> SET PROBLEM
Count the lines in the items below that contain the string "vent", treating uppercase and lowercase as different. Reply with only the number.

=== RECORDS TO PROCESS ===

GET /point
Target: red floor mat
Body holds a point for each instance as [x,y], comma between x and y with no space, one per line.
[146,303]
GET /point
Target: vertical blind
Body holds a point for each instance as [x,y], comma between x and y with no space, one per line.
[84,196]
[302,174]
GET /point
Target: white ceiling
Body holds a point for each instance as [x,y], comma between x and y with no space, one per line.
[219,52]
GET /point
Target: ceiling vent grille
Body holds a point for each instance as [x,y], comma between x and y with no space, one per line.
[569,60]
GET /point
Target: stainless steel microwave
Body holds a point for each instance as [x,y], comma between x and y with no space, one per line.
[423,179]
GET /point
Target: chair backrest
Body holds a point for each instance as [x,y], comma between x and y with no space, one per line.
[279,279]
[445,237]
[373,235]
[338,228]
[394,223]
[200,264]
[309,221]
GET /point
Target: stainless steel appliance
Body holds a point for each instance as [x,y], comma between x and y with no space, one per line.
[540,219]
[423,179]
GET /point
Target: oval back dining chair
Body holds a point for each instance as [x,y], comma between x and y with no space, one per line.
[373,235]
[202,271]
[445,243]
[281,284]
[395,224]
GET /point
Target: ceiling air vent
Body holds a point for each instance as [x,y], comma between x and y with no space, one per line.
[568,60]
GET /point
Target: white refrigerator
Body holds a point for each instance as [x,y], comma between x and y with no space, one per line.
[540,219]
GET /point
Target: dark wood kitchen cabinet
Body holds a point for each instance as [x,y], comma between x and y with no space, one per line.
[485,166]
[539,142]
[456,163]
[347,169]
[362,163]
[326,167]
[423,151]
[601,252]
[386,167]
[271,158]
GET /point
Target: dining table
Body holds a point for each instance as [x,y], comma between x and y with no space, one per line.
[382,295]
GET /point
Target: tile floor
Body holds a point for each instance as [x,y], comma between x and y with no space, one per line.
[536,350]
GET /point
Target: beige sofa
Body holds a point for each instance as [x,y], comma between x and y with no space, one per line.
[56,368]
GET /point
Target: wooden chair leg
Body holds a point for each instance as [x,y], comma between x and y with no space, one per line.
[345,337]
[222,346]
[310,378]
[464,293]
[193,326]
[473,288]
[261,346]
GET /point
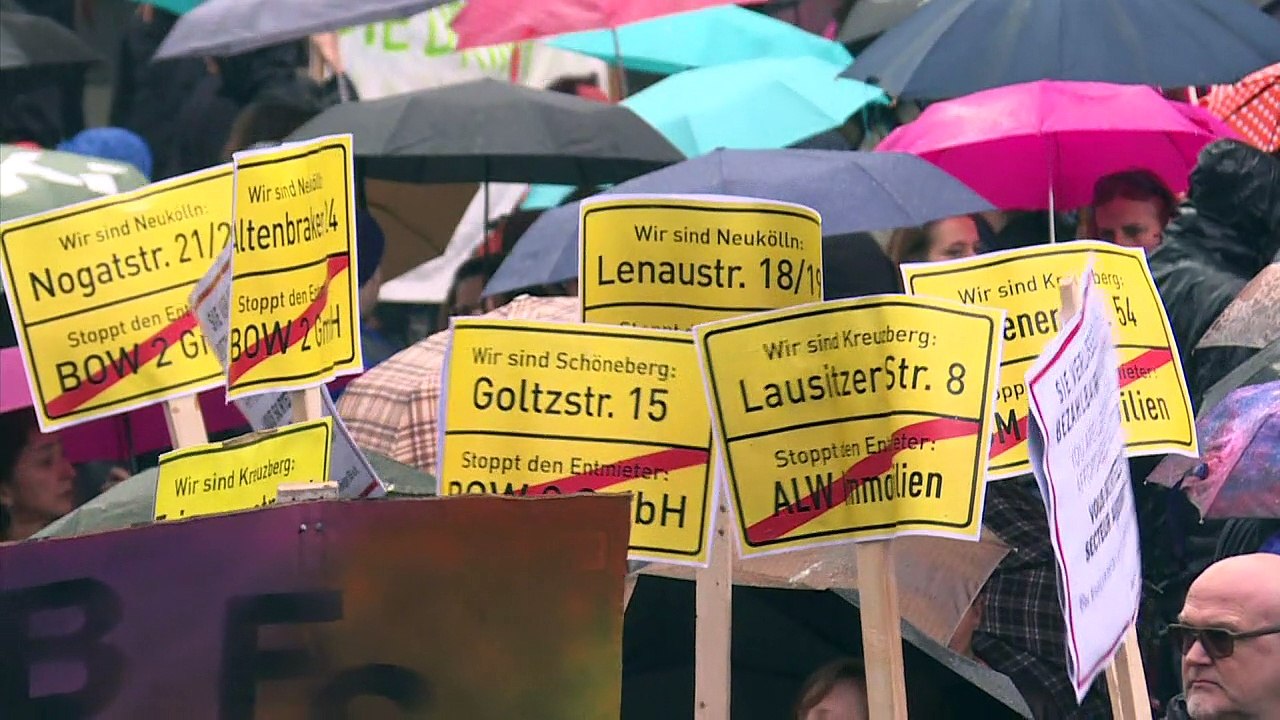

===

> EXERCISE ANSWER
2